## 任务 a:
找出清单中所有含有字符串“swoosh”的行并逐行列出,大小写须完全一致。

## 页面:
Codeforces Round #662 (Div. 2) 题解
Codeforces Round #662 (Div. 2) 题解
-
阅读题,题意比较难理解,但是读懂题多画几个例子之后就能发现答案其实就是 ans=n/2+1;
#include<bits/stdc++.h>
using namespace std;
typedef long long ll;
typedef long double ld;
int t,n;
int main()
{
ios::sync_with_stdio(false);
cin.tie(0);cout.tie(0);
cin>>t;
while(t--){
cin>>n;
int ans;
if(n&1){
ans=n/2+1;
} else {
ans=n/2+1;
}
cout<<ans<<"\n";
}
return 0;
}
- B. Applejack and Storages
- 统计一下个数,顺带记录一下2-4个的,4-6个的,6-8个的和8个以上的就行了
#include<bits/stdc++.h>
using namespace std;
typedef long long ll;
typedef long double ld;
int t, n;
const int N = 1e5 + 10;
int a[N];
int main()

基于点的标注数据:
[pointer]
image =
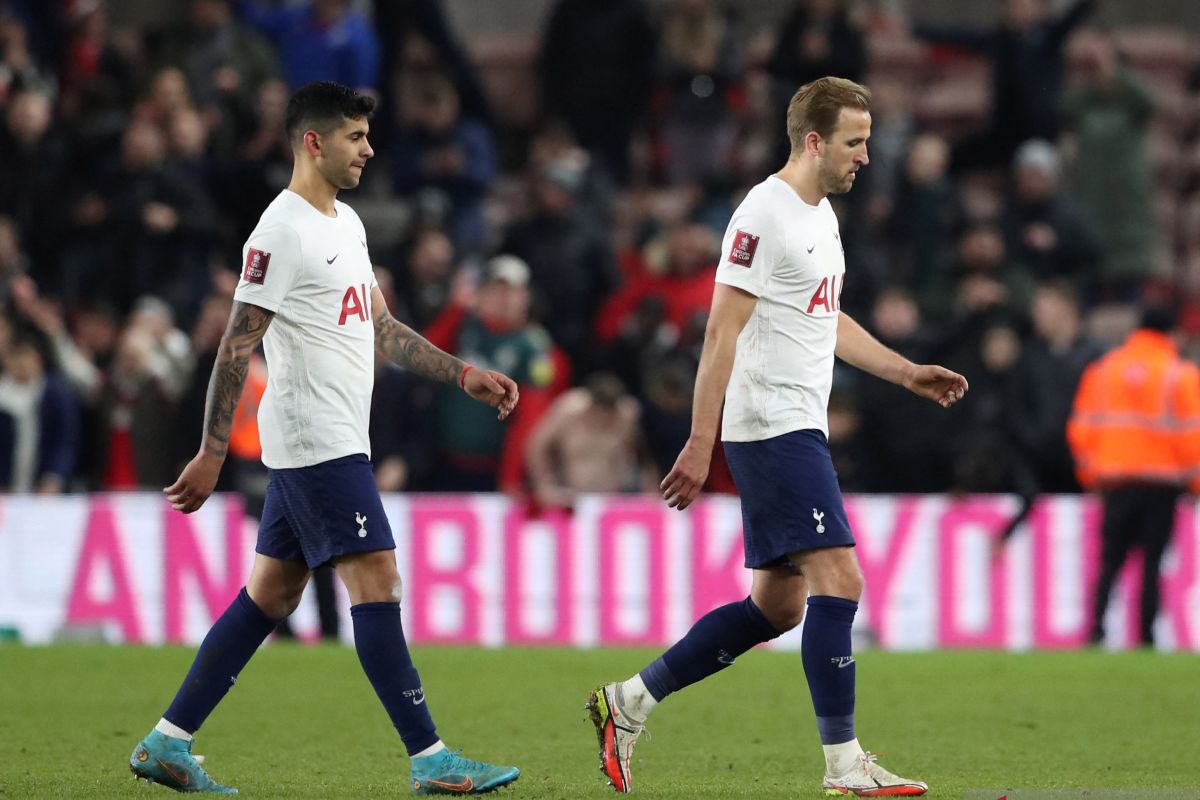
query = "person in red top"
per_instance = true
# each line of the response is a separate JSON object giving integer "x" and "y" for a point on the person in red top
{"x": 1134, "y": 432}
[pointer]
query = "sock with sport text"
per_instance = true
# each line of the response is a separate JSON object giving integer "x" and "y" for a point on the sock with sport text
{"x": 227, "y": 648}
{"x": 829, "y": 666}
{"x": 712, "y": 644}
{"x": 383, "y": 653}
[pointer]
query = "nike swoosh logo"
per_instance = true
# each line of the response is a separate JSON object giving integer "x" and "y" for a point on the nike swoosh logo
{"x": 180, "y": 777}
{"x": 462, "y": 787}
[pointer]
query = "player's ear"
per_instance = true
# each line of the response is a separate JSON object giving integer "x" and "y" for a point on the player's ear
{"x": 813, "y": 143}
{"x": 311, "y": 143}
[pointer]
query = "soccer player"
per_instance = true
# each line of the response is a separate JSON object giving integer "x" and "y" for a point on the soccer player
{"x": 773, "y": 331}
{"x": 307, "y": 293}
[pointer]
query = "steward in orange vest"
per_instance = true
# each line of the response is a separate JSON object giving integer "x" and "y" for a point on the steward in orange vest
{"x": 1135, "y": 435}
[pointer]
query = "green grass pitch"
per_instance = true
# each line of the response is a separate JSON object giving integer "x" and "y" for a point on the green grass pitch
{"x": 303, "y": 722}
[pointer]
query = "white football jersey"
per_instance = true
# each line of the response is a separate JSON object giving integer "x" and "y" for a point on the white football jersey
{"x": 315, "y": 272}
{"x": 789, "y": 254}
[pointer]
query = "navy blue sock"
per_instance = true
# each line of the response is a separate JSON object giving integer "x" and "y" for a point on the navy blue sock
{"x": 712, "y": 644}
{"x": 379, "y": 639}
{"x": 226, "y": 649}
{"x": 829, "y": 666}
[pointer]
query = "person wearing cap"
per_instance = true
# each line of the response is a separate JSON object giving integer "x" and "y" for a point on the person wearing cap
{"x": 473, "y": 451}
{"x": 1134, "y": 432}
{"x": 1047, "y": 230}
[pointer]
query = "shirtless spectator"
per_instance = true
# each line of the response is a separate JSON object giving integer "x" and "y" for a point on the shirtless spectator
{"x": 589, "y": 440}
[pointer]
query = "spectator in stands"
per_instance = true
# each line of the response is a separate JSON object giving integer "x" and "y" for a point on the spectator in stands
{"x": 597, "y": 71}
{"x": 95, "y": 53}
{"x": 39, "y": 421}
{"x": 426, "y": 277}
{"x": 401, "y": 438}
{"x": 144, "y": 226}
{"x": 138, "y": 402}
{"x": 33, "y": 168}
{"x": 901, "y": 429}
{"x": 1135, "y": 435}
{"x": 570, "y": 259}
{"x": 589, "y": 440}
{"x": 984, "y": 453}
{"x": 13, "y": 260}
{"x": 1108, "y": 116}
{"x": 1044, "y": 383}
{"x": 19, "y": 68}
{"x": 699, "y": 91}
{"x": 850, "y": 447}
{"x": 477, "y": 452}
{"x": 225, "y": 61}
{"x": 321, "y": 40}
{"x": 678, "y": 270}
{"x": 168, "y": 95}
{"x": 438, "y": 149}
{"x": 925, "y": 211}
{"x": 1026, "y": 50}
{"x": 981, "y": 280}
{"x": 263, "y": 161}
{"x": 817, "y": 38}
{"x": 46, "y": 317}
{"x": 1047, "y": 230}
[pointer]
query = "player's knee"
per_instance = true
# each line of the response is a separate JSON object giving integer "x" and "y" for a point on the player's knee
{"x": 850, "y": 584}
{"x": 786, "y": 617}
{"x": 276, "y": 603}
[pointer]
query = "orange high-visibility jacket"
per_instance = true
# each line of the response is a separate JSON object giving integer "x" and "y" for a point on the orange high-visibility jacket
{"x": 244, "y": 441}
{"x": 1137, "y": 416}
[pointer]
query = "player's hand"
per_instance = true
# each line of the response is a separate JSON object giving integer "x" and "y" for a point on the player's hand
{"x": 688, "y": 476}
{"x": 195, "y": 483}
{"x": 492, "y": 388}
{"x": 939, "y": 384}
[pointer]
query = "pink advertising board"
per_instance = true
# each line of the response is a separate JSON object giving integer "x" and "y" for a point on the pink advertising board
{"x": 618, "y": 571}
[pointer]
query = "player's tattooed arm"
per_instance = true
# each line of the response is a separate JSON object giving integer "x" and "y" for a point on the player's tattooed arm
{"x": 247, "y": 325}
{"x": 405, "y": 347}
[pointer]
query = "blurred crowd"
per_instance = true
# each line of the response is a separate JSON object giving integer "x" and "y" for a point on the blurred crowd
{"x": 1032, "y": 182}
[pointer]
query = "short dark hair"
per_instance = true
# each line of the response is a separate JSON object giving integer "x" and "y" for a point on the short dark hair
{"x": 816, "y": 106}
{"x": 322, "y": 106}
{"x": 1159, "y": 316}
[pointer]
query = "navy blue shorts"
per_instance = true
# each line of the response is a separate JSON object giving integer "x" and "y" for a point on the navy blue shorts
{"x": 316, "y": 513}
{"x": 790, "y": 497}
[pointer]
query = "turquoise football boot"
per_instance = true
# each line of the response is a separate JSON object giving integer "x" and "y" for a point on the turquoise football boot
{"x": 448, "y": 773}
{"x": 168, "y": 761}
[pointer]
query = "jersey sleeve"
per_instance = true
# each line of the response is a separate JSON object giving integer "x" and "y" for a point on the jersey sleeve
{"x": 270, "y": 268}
{"x": 751, "y": 251}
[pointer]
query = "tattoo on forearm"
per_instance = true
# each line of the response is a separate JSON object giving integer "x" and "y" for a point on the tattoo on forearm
{"x": 402, "y": 346}
{"x": 247, "y": 324}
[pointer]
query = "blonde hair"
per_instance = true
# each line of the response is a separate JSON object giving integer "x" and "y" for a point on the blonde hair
{"x": 816, "y": 106}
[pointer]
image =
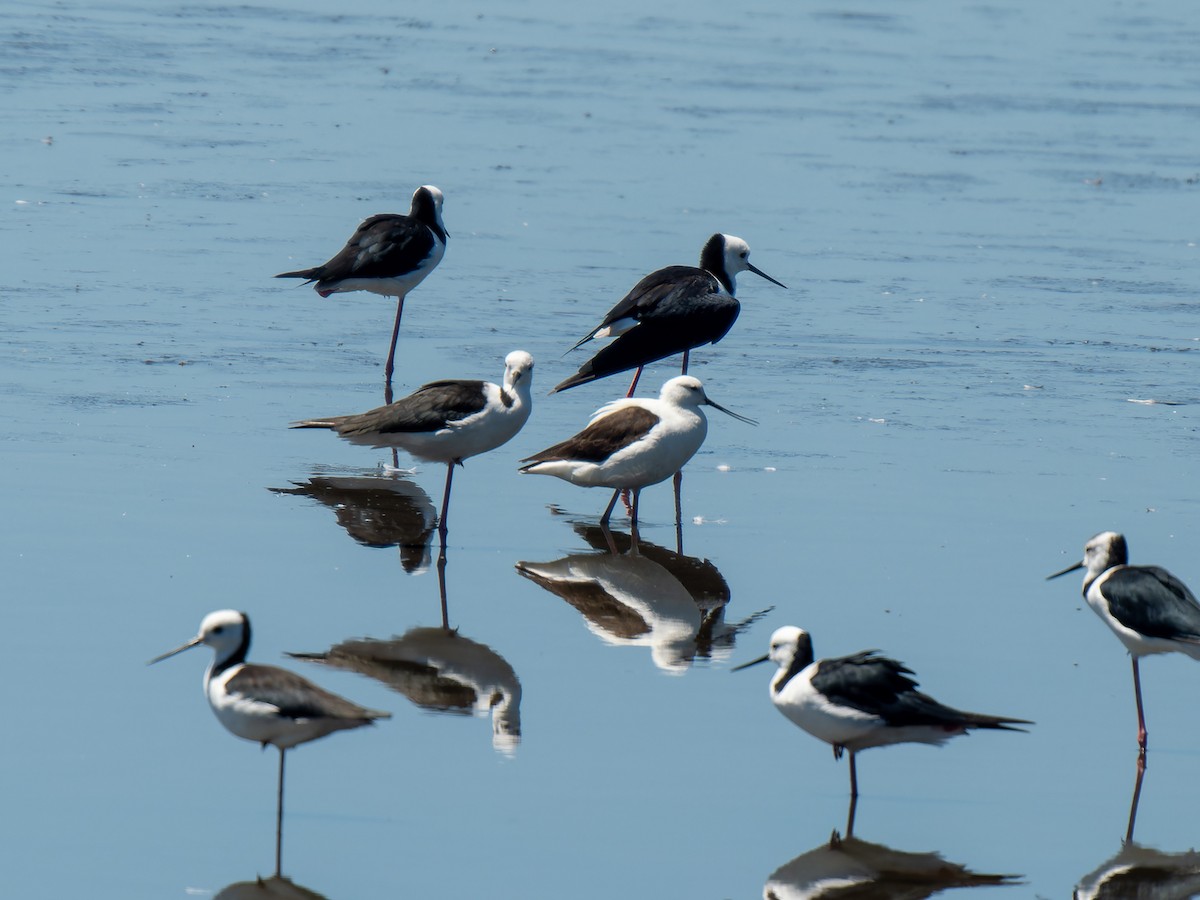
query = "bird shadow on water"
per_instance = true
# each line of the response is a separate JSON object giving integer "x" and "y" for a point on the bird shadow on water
{"x": 438, "y": 670}
{"x": 379, "y": 510}
{"x": 853, "y": 868}
{"x": 1138, "y": 871}
{"x": 670, "y": 603}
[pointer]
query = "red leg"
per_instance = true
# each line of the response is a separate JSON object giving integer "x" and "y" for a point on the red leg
{"x": 634, "y": 383}
{"x": 633, "y": 532}
{"x": 391, "y": 351}
{"x": 607, "y": 511}
{"x": 1141, "y": 718}
{"x": 445, "y": 505}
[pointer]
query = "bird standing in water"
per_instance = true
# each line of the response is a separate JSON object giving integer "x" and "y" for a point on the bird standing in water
{"x": 388, "y": 255}
{"x": 1149, "y": 609}
{"x": 265, "y": 703}
{"x": 670, "y": 311}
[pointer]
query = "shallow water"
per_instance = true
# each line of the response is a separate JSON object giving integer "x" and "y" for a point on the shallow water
{"x": 987, "y": 221}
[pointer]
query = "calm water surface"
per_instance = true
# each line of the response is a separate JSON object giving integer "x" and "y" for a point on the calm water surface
{"x": 987, "y": 217}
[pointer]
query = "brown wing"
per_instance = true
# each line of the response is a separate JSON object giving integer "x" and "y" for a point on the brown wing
{"x": 601, "y": 438}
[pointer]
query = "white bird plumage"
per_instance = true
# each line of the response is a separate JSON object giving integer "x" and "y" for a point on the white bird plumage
{"x": 1146, "y": 607}
{"x": 861, "y": 701}
{"x": 630, "y": 444}
{"x": 444, "y": 421}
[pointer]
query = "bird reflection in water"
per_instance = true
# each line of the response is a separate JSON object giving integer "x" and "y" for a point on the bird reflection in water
{"x": 438, "y": 670}
{"x": 274, "y": 888}
{"x": 671, "y": 603}
{"x": 378, "y": 511}
{"x": 852, "y": 868}
{"x": 1139, "y": 873}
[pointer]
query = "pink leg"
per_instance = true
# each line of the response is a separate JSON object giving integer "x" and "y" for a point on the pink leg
{"x": 391, "y": 351}
{"x": 633, "y": 384}
{"x": 633, "y": 531}
{"x": 279, "y": 820}
{"x": 607, "y": 511}
{"x": 445, "y": 505}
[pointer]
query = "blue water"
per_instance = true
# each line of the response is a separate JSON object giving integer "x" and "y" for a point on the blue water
{"x": 987, "y": 220}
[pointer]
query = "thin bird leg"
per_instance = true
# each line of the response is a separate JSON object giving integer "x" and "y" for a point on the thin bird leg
{"x": 442, "y": 588}
{"x": 1137, "y": 796}
{"x": 1141, "y": 718}
{"x": 391, "y": 351}
{"x": 634, "y": 383}
{"x": 633, "y": 531}
{"x": 445, "y": 505}
{"x": 853, "y": 807}
{"x": 607, "y": 511}
{"x": 678, "y": 490}
{"x": 279, "y": 821}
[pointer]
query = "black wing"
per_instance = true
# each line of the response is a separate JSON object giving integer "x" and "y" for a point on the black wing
{"x": 429, "y": 408}
{"x": 651, "y": 291}
{"x": 882, "y": 687}
{"x": 381, "y": 247}
{"x": 295, "y": 697}
{"x": 1152, "y": 603}
{"x": 601, "y": 438}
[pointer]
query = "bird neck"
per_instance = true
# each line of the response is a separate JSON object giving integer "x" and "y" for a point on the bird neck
{"x": 237, "y": 657}
{"x": 802, "y": 660}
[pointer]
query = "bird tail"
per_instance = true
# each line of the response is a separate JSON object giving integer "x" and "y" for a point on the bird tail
{"x": 978, "y": 720}
{"x": 582, "y": 377}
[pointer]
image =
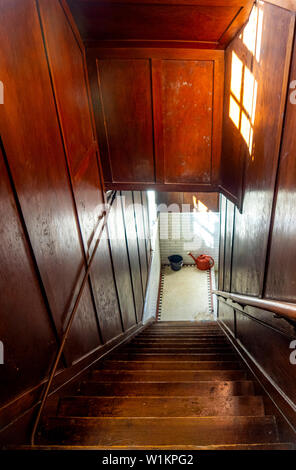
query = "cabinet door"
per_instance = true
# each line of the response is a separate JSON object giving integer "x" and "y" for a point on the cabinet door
{"x": 187, "y": 114}
{"x": 125, "y": 89}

## 任务 b:
按照这篇题解,B. Applejack and Storages 在统计个数时还需顺带记录哪几类?

## 完整答案 a:
query = "nike swoosh logo"
# each line of the response is a separate JSON object giving integer "x" and "y" for a point on the nike swoosh logo

## 完整答案 b:
2-4个的、4-6个的、6-8个的和8个以上的。